Convert the rows into a JSON list of strings with one string per line, leaving out blank lines. Begin with the line containing "spotting the black" and continue through the line containing "[[361, 393, 758, 518]]", and include nothing else.

═══ Information supplied ═══

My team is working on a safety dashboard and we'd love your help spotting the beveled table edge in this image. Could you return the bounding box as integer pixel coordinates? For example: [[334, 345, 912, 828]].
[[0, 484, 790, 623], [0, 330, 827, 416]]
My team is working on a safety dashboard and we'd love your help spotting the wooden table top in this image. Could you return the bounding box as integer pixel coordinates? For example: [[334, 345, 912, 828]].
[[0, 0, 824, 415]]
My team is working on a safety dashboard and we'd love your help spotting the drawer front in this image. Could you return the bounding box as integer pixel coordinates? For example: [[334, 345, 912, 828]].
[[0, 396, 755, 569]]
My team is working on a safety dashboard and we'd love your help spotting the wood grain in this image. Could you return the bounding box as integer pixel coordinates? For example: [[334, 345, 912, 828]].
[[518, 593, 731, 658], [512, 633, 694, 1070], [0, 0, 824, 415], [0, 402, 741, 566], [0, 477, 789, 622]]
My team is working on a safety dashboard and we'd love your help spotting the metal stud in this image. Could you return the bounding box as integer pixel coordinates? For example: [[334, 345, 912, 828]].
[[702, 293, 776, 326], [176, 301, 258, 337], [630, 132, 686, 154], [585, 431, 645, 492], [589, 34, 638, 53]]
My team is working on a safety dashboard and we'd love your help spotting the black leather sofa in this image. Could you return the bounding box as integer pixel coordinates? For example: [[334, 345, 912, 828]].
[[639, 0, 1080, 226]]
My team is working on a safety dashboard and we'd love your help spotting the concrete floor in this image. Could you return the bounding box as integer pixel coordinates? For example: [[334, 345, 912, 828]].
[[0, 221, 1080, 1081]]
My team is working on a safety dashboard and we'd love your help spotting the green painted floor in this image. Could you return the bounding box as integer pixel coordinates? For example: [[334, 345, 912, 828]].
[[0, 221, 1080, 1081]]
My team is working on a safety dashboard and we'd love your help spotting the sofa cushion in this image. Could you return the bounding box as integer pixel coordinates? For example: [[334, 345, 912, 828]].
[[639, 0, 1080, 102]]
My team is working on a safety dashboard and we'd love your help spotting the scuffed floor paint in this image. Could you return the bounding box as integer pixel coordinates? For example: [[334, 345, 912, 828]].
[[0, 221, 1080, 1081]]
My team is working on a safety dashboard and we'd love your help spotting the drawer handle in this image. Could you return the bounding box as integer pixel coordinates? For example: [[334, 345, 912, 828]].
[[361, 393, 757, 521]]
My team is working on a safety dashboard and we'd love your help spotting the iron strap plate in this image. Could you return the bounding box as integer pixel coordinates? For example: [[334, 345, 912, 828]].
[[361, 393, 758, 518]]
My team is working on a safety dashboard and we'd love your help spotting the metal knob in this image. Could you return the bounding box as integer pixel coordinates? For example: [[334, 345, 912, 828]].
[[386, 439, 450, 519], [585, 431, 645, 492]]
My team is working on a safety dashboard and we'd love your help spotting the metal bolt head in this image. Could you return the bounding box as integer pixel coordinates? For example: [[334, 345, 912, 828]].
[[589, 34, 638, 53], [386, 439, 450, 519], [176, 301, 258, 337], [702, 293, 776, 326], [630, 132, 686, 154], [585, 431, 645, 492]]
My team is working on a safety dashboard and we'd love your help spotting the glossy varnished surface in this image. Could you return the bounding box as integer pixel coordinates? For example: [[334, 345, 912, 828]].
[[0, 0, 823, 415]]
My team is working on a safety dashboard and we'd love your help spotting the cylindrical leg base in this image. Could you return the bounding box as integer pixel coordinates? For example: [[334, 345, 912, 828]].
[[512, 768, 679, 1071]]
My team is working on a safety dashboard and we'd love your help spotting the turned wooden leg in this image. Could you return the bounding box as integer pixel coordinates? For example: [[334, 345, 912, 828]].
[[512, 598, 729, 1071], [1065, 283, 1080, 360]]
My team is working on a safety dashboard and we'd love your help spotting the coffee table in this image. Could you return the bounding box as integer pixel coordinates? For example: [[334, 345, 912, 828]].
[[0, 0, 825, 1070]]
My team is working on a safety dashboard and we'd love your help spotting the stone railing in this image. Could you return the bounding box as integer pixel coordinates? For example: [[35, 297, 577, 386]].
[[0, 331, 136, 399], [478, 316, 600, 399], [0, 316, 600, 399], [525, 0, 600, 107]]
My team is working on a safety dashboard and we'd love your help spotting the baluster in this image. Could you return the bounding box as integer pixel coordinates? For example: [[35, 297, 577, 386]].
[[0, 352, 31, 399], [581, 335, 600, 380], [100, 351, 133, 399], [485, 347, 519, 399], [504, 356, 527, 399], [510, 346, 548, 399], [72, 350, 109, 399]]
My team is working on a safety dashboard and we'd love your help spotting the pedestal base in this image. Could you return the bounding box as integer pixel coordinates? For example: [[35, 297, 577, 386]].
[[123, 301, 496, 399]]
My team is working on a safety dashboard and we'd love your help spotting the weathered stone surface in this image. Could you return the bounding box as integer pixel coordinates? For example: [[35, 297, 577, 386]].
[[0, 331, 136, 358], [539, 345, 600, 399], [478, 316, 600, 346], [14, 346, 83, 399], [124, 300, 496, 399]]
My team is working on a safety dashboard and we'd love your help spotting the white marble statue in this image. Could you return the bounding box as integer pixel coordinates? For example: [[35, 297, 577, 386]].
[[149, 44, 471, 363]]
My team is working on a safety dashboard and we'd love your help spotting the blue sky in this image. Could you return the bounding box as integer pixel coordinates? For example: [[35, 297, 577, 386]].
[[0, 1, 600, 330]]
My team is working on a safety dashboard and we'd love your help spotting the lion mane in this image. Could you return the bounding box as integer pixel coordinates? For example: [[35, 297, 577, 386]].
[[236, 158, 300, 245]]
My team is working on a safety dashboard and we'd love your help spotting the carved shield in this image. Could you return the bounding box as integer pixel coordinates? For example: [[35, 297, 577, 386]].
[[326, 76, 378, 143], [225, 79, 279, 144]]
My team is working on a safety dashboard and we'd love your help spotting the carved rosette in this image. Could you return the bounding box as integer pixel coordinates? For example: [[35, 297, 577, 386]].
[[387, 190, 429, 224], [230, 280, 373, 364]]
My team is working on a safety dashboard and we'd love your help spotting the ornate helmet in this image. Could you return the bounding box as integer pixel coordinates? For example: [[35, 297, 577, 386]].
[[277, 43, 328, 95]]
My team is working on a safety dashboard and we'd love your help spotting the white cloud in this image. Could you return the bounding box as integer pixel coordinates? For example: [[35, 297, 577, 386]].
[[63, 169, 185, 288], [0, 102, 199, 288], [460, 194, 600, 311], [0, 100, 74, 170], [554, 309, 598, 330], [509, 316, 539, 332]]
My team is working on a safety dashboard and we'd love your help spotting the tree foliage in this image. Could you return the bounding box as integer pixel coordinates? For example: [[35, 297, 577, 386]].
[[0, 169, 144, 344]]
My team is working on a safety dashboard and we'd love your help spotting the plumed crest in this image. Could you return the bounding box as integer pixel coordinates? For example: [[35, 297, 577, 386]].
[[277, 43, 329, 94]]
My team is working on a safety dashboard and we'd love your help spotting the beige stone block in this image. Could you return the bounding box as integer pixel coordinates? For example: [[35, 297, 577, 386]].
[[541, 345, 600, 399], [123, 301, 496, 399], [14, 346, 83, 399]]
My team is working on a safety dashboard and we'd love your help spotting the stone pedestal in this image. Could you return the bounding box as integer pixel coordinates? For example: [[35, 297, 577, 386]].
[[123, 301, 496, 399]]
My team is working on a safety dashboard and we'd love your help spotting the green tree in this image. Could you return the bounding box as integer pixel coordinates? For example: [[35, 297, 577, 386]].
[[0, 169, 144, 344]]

═══

# The response
[
  "My team is working on a safety dashboard and we'd love your help spotting the black leather sofa in this image. Could you return the bounding box as integer pixel coordinates? For example: [[334, 345, 912, 828]].",
  "[[639, 0, 1080, 226]]",
  "My team is working on a safety dashboard and we'd love your help spotting the concrete floor in this image. Could you return the bounding box as integer pixel coordinates? For example: [[334, 345, 912, 828]].",
  "[[0, 221, 1080, 1081]]",
  "My team is working on a safety dashboard and we'd love your help spotting the green painted floor in this image. Could you return the bounding box as integer pixel coordinates? For example: [[334, 345, 912, 828]].",
  "[[0, 221, 1080, 1081]]",
  "My team is working on a safety dashboard and we'd love your help spotting the sofa cushion in this image. Could you return the bounding box as integer pixel coordinates? For example: [[334, 345, 912, 828]].",
  "[[639, 0, 1080, 102]]",
  "My team is working on a safety dashboard and we'd love your help spotting the scuffed floor paint in this image. Could you return the bounding box as integer pixel coordinates? For example: [[334, 345, 912, 828]].",
  "[[0, 221, 1080, 1081]]",
  "My team is working on a safety dashboard and we'd love your help spotting the drawer handle in this image. Could you return the bounding box as integer pixel coordinates? For example: [[334, 345, 912, 828]].",
  "[[361, 393, 757, 521]]",
  "My team is working on a safety dashboard and we'd love your help spotting the iron strap plate in this image. Could you return the bounding box as integer pixel coordinates? For example: [[334, 345, 912, 828]].",
  "[[361, 393, 758, 518]]"
]